:: Records for this exercise
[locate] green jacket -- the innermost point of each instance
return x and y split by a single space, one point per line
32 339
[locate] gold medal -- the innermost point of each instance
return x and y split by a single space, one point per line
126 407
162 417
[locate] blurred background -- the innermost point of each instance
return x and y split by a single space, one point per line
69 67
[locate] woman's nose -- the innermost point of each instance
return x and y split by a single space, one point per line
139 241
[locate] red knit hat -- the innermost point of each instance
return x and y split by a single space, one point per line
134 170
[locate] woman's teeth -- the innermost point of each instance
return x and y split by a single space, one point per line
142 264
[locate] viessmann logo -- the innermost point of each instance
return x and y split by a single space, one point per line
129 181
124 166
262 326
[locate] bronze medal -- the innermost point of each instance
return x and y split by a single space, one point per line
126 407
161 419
::::
:: Records for this exercise
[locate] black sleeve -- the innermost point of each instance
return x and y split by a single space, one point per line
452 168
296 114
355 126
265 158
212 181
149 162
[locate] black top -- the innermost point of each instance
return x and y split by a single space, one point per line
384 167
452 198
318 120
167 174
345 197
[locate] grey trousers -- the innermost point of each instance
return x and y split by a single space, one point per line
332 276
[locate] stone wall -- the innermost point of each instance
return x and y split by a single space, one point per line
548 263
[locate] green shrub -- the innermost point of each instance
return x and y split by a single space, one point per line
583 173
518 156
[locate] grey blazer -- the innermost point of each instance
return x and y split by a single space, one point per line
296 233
::::
> [Goal]: Report every line of the data above that contains the word "medal", copying each such line in full.

> [Problem solution]:
[locate] gold medal -- the innermost point of each instance
[locate] bronze medal -- the innermost point of each instance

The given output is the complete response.